→ ENTRIES PROVIDED
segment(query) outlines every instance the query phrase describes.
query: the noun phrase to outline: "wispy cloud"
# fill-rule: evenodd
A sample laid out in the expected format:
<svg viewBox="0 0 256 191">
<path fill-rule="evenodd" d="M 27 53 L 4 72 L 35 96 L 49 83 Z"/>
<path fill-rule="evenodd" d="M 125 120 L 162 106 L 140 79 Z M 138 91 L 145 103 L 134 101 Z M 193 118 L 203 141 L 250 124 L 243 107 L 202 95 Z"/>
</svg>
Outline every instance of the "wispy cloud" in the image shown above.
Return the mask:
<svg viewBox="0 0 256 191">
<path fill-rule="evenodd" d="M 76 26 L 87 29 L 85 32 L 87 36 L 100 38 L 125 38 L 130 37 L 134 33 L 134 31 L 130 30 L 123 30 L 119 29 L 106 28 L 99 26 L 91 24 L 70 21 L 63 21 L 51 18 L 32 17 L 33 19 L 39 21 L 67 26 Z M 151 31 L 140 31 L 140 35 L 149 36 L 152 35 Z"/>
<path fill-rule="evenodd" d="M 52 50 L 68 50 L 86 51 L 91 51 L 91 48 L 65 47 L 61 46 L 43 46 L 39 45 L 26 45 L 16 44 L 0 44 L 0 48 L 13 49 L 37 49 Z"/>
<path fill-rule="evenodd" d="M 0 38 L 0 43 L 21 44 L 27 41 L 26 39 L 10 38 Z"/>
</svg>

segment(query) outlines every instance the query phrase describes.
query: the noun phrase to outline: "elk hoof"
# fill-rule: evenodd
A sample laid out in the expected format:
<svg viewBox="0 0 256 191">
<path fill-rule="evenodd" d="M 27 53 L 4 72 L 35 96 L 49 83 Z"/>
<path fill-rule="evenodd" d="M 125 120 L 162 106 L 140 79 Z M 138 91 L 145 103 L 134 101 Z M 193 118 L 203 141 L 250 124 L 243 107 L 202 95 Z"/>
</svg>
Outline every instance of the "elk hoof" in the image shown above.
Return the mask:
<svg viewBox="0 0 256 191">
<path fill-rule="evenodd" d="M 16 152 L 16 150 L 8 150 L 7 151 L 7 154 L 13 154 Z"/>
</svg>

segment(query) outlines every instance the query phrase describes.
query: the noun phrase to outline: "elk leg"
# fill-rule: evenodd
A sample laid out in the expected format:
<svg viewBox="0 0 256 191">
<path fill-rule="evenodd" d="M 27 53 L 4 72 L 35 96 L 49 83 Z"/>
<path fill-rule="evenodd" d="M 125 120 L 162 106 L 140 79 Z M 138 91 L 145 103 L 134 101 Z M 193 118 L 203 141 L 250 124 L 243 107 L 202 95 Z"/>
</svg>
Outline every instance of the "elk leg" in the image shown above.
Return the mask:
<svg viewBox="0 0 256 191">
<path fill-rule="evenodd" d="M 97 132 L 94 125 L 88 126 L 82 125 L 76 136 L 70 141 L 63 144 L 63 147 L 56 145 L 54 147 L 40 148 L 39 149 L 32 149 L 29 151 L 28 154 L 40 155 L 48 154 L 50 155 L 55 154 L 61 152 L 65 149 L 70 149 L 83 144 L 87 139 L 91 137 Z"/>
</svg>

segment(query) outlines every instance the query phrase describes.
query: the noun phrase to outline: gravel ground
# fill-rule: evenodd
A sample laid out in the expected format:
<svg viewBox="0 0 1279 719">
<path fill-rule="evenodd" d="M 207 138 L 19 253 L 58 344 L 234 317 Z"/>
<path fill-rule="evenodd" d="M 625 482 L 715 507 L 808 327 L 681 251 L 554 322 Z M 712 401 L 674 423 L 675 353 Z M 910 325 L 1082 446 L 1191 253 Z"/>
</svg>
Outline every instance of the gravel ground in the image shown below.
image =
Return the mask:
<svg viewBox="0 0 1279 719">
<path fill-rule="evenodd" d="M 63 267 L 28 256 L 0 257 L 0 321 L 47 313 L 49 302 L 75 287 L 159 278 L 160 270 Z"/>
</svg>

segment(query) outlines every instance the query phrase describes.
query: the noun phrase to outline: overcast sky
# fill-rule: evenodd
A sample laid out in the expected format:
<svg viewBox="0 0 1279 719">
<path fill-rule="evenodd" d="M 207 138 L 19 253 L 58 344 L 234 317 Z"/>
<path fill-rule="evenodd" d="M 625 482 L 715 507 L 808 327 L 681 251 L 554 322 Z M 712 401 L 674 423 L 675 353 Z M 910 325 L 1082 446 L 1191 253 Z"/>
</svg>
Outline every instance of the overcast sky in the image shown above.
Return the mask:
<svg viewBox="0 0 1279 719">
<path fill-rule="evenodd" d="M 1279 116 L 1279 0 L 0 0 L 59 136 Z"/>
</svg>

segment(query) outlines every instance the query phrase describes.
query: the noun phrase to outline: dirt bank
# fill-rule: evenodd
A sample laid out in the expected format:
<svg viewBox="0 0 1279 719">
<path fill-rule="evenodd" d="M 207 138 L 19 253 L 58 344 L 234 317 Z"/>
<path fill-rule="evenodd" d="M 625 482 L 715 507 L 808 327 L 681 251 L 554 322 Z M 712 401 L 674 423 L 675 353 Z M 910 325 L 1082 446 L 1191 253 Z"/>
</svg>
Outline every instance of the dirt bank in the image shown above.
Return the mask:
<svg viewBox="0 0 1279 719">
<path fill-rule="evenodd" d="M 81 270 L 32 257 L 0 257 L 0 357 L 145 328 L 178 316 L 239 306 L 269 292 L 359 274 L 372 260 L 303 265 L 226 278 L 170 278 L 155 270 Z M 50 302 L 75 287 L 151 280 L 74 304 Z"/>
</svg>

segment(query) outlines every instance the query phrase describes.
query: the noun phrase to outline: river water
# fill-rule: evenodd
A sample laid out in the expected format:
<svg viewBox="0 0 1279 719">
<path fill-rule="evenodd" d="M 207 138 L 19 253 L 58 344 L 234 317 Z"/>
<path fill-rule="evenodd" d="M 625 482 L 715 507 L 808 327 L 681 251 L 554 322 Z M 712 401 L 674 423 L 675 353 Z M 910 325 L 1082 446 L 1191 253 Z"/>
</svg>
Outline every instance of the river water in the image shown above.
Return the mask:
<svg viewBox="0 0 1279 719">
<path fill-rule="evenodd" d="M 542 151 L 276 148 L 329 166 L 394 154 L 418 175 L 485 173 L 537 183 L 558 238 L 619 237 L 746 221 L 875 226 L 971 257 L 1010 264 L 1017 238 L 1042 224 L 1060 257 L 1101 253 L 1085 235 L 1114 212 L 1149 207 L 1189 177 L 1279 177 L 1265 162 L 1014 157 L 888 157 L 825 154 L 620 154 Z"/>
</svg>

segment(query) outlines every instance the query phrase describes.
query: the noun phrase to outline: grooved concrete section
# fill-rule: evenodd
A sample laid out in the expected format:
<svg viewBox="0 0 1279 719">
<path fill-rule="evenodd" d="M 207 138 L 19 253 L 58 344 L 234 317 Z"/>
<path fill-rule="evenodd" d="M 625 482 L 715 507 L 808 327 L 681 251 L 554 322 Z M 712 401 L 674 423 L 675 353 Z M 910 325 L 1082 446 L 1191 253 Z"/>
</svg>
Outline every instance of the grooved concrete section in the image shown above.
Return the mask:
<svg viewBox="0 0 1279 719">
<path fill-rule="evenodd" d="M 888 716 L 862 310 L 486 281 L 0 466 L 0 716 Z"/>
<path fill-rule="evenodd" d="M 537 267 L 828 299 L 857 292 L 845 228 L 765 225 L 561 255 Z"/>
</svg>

→ STATED TASK
Count how many lines in the material above contain the string "hoof", matching case exactly, and give only that number.

→ PROBLEM SOLUTION
2